The pEGFP-DYRK1A (1-176) (Becker et al.,
1998) and pEGFP-DYRK1B (Leder
et al., 1999
) plasmids were kindly provided by W. Becker (Aachen,
Germany). To generate the DYRK1B/A chimeric protein, a PstI fragment
(amino acids 386-589) in pEGFP-DYRK1B was replaced by a PstI fragment
containing the C-terminal region of DYRK1A (amino acids 465-754).
The SUMO-1 open reading frame was amplified from a human brain cDNA library with specific primers and inserted in-frame into the BamHI and XhoI sites of pcDNA-HA1 to generate an N-terminal HA-tagged fusion protein. UBC-9 cDNA was amplified from mouse brain RNA with specific primers and cloned into pRcCMV (Invitrogen, Carlsbad, CA). Human cyclin T1 cDNA fragments (nucleotides 1621-1920 and 1836-1920 in GenBank Acc. No. NM_001240) were amplified from a human brain cDNA library with specific primers and cloned in-frame into the BglII and SalI sites of pEGFP-C1.
All constructs made by PCR, as well as all the in-frame fusions, were verified by DNA sequencing.
Cell culture and transfection
COS-7 and HeLa cells were purchased from the European Collection of Cell
Cultures (ECACC) and maintained at 37°C in Dulbecco's modified Eagle's
medium supplemented with 10% fetal calf serum (FCS) and antibiotics. Treatment
of COS-7 cells with -amanitin (50 µg/ml; Sigma, St Louis, MI) was
carried out for 5 hours at 37°C. Transient transfections were performed
using the calcium phosphate precipitation method.

▶ [Task objective] Reproduce, without changes, the part of the plasmid and cell culture text that opens with the words containing "The pEGFP-DYRK1A (1-176)" and closes with "sites of pEGFP-C1.".

▶ [Data extracts]
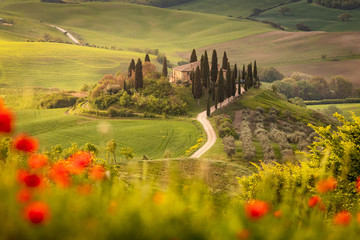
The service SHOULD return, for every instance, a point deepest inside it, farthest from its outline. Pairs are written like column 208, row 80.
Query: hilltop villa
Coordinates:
column 182, row 73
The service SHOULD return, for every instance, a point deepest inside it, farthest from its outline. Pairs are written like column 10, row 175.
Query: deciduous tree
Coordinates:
column 165, row 67
column 214, row 71
column 147, row 58
column 221, row 87
column 139, row 80
column 193, row 57
column 225, row 61
column 131, row 68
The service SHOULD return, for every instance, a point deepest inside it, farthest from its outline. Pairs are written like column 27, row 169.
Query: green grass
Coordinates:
column 317, row 17
column 147, row 137
column 236, row 8
column 55, row 65
column 267, row 99
column 129, row 25
column 345, row 108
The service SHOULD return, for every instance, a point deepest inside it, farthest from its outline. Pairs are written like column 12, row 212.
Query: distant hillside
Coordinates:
column 236, row 8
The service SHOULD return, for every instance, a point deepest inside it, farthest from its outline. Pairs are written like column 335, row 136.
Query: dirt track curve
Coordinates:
column 210, row 131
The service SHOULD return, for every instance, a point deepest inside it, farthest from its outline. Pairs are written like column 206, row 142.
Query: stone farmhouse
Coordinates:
column 182, row 73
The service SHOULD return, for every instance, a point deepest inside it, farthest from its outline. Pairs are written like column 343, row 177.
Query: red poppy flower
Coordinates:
column 25, row 143
column 278, row 214
column 21, row 174
column 84, row 189
column 97, row 173
column 6, row 120
column 358, row 184
column 37, row 212
column 326, row 185
column 313, row 201
column 159, row 198
column 342, row 218
column 79, row 161
column 37, row 161
column 24, row 195
column 60, row 175
column 32, row 180
column 243, row 234
column 256, row 209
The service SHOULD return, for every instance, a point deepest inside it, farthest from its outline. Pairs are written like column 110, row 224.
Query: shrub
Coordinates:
column 123, row 112
column 58, row 100
column 248, row 148
column 269, row 74
column 303, row 27
column 229, row 146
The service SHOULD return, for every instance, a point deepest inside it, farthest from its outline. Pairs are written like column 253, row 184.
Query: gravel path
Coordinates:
column 210, row 131
column 69, row 35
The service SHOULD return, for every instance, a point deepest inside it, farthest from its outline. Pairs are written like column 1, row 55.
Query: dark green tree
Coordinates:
column 165, row 67
column 225, row 61
column 131, row 68
column 139, row 80
column 197, row 85
column 250, row 76
column 233, row 84
column 192, row 79
column 193, row 57
column 228, row 88
column 205, row 71
column 221, row 87
column 214, row 72
column 256, row 77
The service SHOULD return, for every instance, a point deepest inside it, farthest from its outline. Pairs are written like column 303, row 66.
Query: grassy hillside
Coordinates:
column 316, row 17
column 220, row 176
column 151, row 138
column 267, row 99
column 236, row 8
column 129, row 25
column 345, row 108
column 54, row 65
column 297, row 51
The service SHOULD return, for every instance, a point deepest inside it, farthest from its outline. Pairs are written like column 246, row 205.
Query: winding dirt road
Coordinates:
column 69, row 35
column 210, row 131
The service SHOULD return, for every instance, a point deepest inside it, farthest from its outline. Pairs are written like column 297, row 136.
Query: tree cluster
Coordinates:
column 142, row 89
column 314, row 87
column 339, row 4
column 219, row 83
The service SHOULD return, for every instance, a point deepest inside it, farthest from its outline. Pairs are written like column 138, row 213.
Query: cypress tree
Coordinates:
column 205, row 70
column 221, row 87
column 165, row 67
column 192, row 79
column 225, row 61
column 255, row 75
column 243, row 76
column 197, row 85
column 233, row 84
column 147, row 58
column 228, row 87
column 193, row 57
column 138, row 75
column 214, row 72
column 235, row 71
column 216, row 96
column 250, row 75
column 131, row 68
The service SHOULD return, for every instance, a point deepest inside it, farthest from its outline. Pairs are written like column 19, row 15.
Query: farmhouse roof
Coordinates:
column 191, row 66
column 187, row 67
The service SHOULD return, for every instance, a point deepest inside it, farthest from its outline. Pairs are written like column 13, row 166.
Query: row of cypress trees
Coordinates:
column 212, row 80
column 137, row 69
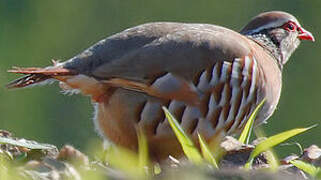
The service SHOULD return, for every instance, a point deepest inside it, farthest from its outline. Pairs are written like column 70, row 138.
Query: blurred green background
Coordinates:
column 32, row 32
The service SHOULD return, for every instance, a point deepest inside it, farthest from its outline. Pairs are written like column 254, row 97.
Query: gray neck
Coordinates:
column 269, row 45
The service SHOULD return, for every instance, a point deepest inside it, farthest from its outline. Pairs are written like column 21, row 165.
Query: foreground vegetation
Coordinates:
column 222, row 158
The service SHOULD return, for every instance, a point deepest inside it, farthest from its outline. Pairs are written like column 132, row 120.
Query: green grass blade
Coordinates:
column 124, row 160
column 143, row 160
column 206, row 152
column 272, row 158
column 273, row 141
column 306, row 167
column 246, row 133
column 188, row 146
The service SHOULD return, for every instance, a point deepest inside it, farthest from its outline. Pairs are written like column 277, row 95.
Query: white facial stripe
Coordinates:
column 272, row 24
column 225, row 74
column 215, row 79
column 253, row 80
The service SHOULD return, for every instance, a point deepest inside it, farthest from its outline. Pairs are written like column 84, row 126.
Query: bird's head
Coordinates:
column 279, row 32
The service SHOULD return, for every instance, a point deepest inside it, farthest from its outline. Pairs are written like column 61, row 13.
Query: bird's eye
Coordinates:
column 290, row 26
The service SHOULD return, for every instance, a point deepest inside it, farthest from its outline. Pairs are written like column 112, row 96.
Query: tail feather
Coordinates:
column 36, row 75
column 27, row 80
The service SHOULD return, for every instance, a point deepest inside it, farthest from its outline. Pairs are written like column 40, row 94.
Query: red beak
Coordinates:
column 305, row 35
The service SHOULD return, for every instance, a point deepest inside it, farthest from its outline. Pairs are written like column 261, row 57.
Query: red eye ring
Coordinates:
column 290, row 26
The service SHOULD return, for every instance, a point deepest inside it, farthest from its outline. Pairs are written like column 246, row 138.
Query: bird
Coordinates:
column 209, row 77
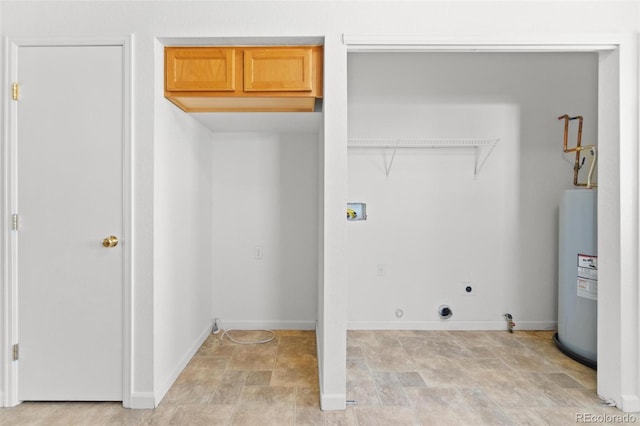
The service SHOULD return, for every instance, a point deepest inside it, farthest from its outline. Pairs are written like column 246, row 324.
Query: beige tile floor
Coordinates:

▶ [Response to this task]
The pEGFP-DYRK1A (1-176) (Becker et al.,
1998) and pEGFP-DYRK1B (Leder
et al., 1999
) plasmids were kindly provided by W. Becker (Aachen,
Germany). To generate the DYRK1B/A chimeric protein, a PstI fragment
(amino acids 386-589) in pEGFP-DYRK1B was replaced by a PstI fragment
containing the C-terminal region of DYRK1A (amino acids 465-754).
The SUMO-1 open reading frame was amplified from a human brain cDNA library with specific primers and inserted in-frame into the BamHI and XhoI sites of pcDNA-HA1 to generate an N-terminal HA-tagged fusion protein. UBC-9 cDNA was amplified from mouse brain RNA with specific primers and cloned into pRcCMV (Invitrogen, Carlsbad, CA). Human cyclin T1 cDNA fragments (nucleotides 1621-1920 and 1836-1920 in GenBank Acc. No. NM_001240) were amplified from a human brain cDNA library with specific primers and cloned in-frame into the BglII and SalI sites of pEGFP-C1.